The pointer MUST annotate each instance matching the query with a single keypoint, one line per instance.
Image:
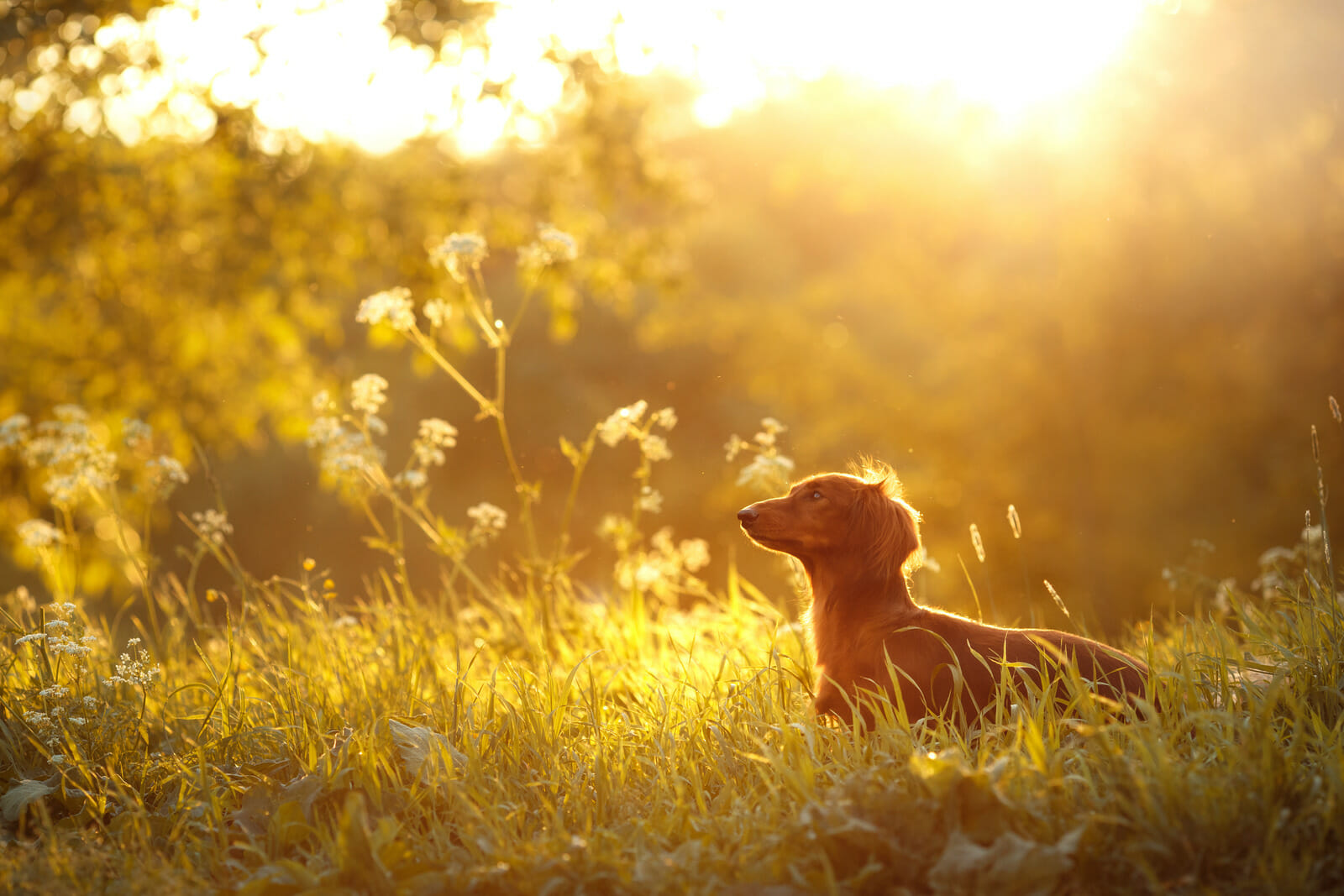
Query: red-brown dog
(857, 540)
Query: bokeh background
(1086, 265)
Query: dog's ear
(887, 527)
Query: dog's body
(857, 540)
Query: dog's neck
(846, 602)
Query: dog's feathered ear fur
(884, 524)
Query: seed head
(1058, 600)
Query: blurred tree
(198, 269)
(1122, 322)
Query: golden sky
(331, 70)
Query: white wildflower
(367, 394)
(165, 474)
(139, 671)
(655, 448)
(349, 457)
(622, 423)
(978, 543)
(551, 248)
(438, 312)
(393, 305)
(696, 553)
(73, 457)
(39, 533)
(490, 519)
(67, 647)
(434, 436)
(651, 500)
(460, 254)
(766, 472)
(213, 526)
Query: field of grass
(521, 732)
(403, 746)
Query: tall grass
(524, 735)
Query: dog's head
(859, 516)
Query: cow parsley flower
(551, 248)
(213, 526)
(393, 305)
(138, 671)
(460, 254)
(490, 520)
(622, 423)
(412, 479)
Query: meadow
(511, 728)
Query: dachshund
(858, 540)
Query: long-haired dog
(858, 540)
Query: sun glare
(331, 70)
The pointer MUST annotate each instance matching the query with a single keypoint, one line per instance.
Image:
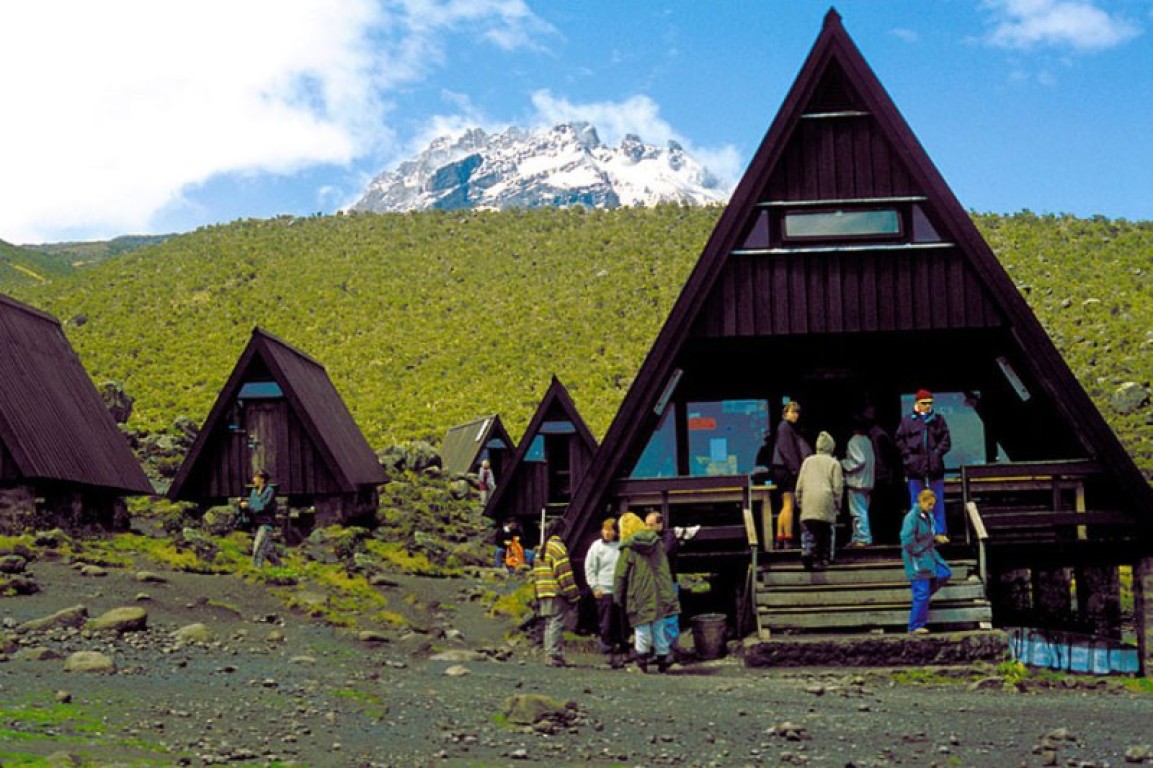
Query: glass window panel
(842, 224)
(724, 436)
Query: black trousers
(610, 622)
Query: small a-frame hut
(280, 412)
(62, 458)
(466, 445)
(845, 275)
(551, 457)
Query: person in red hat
(924, 439)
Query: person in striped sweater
(556, 589)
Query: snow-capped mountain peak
(565, 165)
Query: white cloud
(640, 115)
(121, 104)
(1079, 24)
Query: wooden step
(896, 617)
(794, 576)
(854, 596)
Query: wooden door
(266, 422)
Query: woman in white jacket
(820, 486)
(600, 564)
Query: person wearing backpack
(262, 505)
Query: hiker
(789, 450)
(925, 569)
(671, 625)
(859, 467)
(485, 481)
(820, 486)
(262, 505)
(600, 565)
(555, 588)
(642, 586)
(924, 439)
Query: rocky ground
(219, 671)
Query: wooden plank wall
(300, 468)
(831, 292)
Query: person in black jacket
(789, 451)
(924, 439)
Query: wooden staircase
(865, 589)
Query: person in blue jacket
(262, 505)
(925, 569)
(924, 439)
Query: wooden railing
(1056, 510)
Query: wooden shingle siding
(318, 449)
(53, 423)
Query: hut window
(807, 225)
(260, 391)
(535, 450)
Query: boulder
(120, 619)
(193, 633)
(149, 577)
(36, 654)
(90, 661)
(73, 617)
(13, 564)
(528, 708)
(1129, 398)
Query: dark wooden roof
(932, 307)
(460, 451)
(53, 423)
(556, 405)
(311, 398)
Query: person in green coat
(642, 586)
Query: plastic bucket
(708, 634)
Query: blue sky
(141, 117)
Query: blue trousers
(858, 510)
(916, 486)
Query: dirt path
(274, 687)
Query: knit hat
(630, 524)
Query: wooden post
(1011, 595)
(1099, 600)
(1053, 596)
(1143, 612)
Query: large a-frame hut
(280, 412)
(62, 459)
(466, 445)
(551, 457)
(845, 275)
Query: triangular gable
(763, 286)
(311, 398)
(464, 445)
(53, 423)
(556, 406)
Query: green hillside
(426, 321)
(21, 266)
(85, 254)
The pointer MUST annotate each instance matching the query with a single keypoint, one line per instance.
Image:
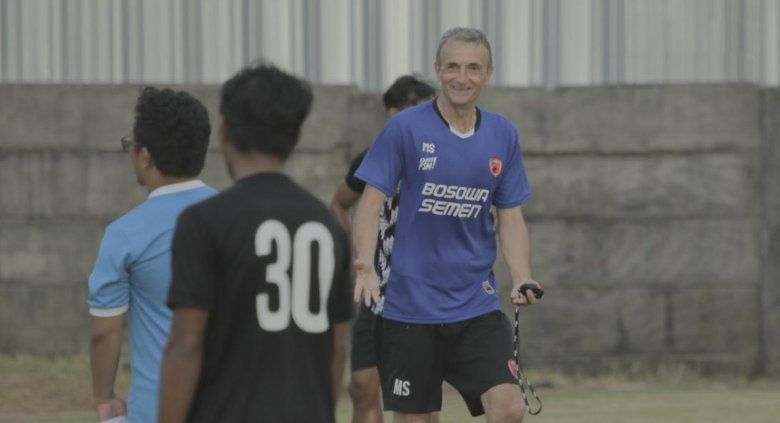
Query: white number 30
(294, 295)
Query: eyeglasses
(127, 141)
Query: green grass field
(58, 390)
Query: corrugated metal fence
(369, 42)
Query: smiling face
(463, 69)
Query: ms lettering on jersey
(401, 388)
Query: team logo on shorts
(495, 166)
(512, 367)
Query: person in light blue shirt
(132, 273)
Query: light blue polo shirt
(132, 275)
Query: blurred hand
(528, 298)
(110, 409)
(366, 283)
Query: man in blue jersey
(167, 149)
(364, 384)
(441, 318)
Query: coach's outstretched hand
(366, 283)
(529, 298)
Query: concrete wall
(654, 226)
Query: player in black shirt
(406, 91)
(260, 275)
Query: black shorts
(363, 354)
(473, 356)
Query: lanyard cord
(521, 379)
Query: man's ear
(147, 161)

» TASK DIRECTIONS: Copy only the stretch running from the line containing "Query: person in light blue shirt" to the final line of the entries, both ends included, exactly as it stands.

» OUTPUT FOR THIS TASK:
Query: person in light blue shirt
(132, 273)
Query: light blue polo shirt
(132, 275)
Query: blurred hand
(528, 298)
(110, 409)
(366, 283)
Query: man in blue jersey
(167, 149)
(364, 384)
(441, 318)
Query: coach's outstretched hand
(366, 283)
(529, 298)
Query: concrete wall
(654, 226)
Query: player in black shirt
(406, 91)
(260, 275)
Query: black shorts
(363, 354)
(473, 356)
Query: lanyard cord
(521, 379)
Query: man's ear
(147, 161)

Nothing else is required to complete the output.